** start **
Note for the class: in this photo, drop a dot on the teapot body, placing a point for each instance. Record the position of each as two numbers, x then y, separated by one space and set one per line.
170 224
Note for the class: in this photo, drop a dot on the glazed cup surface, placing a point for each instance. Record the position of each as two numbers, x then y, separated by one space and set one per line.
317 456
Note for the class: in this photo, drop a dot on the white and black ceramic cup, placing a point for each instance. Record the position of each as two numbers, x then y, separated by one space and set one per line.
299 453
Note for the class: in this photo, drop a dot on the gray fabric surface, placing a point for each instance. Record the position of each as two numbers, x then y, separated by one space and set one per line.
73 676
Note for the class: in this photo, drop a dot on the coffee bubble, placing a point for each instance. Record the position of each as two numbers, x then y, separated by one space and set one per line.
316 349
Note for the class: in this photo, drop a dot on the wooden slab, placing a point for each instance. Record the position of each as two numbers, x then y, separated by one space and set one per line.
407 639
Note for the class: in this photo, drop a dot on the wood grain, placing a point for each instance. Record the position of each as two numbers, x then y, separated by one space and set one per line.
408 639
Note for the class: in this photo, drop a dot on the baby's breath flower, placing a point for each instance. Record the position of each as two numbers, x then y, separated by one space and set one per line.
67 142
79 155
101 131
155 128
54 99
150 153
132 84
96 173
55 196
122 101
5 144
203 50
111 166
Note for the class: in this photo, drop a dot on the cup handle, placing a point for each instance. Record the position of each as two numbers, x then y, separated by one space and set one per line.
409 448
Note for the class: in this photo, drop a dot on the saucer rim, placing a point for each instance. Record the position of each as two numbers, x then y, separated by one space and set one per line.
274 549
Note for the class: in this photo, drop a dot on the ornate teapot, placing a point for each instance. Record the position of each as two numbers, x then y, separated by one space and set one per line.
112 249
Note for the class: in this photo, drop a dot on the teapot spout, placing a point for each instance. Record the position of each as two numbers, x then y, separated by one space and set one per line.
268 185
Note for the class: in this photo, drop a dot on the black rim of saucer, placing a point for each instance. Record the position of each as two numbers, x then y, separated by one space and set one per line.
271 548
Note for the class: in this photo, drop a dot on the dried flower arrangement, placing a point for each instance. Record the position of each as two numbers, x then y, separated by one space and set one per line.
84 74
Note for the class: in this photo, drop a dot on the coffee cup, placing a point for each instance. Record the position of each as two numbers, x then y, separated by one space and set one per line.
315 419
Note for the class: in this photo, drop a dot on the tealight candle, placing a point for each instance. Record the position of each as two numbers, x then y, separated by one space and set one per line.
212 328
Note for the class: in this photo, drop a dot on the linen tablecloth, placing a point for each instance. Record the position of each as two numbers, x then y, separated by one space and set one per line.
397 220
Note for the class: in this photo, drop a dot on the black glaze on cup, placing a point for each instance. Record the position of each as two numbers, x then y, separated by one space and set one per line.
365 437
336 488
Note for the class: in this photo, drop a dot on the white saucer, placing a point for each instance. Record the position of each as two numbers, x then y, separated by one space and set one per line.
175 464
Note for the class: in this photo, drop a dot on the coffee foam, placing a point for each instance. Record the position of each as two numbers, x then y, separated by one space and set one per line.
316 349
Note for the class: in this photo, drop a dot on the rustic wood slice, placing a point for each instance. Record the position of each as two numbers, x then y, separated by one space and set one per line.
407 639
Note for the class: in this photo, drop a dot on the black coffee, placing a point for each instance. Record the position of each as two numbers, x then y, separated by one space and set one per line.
** end **
** start **
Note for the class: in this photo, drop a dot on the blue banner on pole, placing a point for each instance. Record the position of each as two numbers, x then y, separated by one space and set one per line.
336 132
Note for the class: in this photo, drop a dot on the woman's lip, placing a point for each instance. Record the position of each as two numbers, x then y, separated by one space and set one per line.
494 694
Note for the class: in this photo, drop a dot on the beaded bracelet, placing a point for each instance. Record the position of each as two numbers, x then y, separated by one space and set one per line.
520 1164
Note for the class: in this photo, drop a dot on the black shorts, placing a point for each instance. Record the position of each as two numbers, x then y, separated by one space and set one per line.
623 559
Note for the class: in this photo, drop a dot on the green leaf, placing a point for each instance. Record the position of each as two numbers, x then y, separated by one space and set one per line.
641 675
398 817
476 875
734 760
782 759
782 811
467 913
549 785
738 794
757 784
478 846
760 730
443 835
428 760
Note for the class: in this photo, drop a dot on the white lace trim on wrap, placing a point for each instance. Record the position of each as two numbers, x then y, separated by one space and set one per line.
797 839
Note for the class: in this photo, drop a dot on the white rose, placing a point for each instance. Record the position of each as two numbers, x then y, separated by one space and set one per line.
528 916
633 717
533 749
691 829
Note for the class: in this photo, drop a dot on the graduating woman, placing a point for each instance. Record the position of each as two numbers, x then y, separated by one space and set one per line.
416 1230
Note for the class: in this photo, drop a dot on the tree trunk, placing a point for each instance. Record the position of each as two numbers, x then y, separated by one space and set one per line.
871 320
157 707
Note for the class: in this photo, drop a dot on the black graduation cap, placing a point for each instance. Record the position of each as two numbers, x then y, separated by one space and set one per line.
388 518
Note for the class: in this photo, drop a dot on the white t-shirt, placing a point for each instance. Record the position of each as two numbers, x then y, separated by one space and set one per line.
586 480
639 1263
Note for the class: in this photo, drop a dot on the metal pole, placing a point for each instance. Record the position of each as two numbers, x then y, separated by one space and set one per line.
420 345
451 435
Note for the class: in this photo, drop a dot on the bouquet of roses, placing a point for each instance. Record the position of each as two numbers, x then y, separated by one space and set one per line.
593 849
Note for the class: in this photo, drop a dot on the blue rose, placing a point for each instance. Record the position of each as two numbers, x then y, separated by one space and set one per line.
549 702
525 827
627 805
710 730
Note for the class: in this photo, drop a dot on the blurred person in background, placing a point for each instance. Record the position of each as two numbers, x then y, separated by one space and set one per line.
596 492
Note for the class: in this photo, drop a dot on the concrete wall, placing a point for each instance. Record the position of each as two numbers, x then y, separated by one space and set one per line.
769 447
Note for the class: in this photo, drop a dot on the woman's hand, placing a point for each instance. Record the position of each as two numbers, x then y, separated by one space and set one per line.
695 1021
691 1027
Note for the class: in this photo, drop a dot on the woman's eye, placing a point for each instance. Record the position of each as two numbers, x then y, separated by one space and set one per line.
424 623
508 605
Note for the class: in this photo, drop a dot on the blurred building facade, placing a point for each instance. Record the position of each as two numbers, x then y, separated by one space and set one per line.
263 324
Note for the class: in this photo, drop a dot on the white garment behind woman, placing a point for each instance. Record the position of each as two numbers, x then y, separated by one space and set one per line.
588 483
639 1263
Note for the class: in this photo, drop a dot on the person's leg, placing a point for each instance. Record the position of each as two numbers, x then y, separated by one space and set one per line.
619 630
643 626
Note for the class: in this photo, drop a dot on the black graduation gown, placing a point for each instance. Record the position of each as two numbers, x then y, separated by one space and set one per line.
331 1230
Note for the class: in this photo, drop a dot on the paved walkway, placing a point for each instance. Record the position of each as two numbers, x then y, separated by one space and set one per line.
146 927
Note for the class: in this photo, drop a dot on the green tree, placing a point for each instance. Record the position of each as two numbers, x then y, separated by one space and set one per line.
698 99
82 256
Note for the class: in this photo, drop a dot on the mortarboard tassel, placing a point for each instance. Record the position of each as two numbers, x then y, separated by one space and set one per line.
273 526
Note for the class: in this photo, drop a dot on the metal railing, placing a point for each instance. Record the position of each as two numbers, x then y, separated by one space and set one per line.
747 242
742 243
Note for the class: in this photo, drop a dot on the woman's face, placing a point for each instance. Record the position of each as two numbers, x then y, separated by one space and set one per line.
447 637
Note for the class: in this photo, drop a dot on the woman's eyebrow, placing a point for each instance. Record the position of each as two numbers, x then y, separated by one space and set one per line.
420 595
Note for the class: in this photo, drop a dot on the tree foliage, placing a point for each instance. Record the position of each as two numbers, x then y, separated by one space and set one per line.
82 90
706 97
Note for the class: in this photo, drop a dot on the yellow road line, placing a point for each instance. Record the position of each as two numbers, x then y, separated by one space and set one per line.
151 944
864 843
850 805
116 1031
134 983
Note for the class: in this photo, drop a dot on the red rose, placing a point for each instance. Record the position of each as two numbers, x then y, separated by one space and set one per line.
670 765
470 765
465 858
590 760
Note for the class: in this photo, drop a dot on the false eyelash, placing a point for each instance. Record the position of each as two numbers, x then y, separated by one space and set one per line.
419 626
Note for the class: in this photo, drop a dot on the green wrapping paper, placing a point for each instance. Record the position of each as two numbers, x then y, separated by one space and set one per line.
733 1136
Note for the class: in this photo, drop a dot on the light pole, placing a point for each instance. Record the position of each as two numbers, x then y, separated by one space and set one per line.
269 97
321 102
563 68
** end **
DIRECTIONS: Report every row above that contains the string "saucer", copying each one in full. Case counts.

FINAL RESULT:
Note for the class: in this photo, drop a dot on the saucer rim, placing a point for each instance. Record the position of each as two numbers, x then y, separated by one space and set one per line.
Note for the class: in this photo, drop a dot on the black rim of saucer, placing a point for each instance. Record the position of each as two numbers, x then y, separated by one space and set one per line.
Note for the class: in this photo, drop a dot on the white saucer, placing a point for each instance. Record the position of each as two numbers, x then y, separated by one space and set one per line.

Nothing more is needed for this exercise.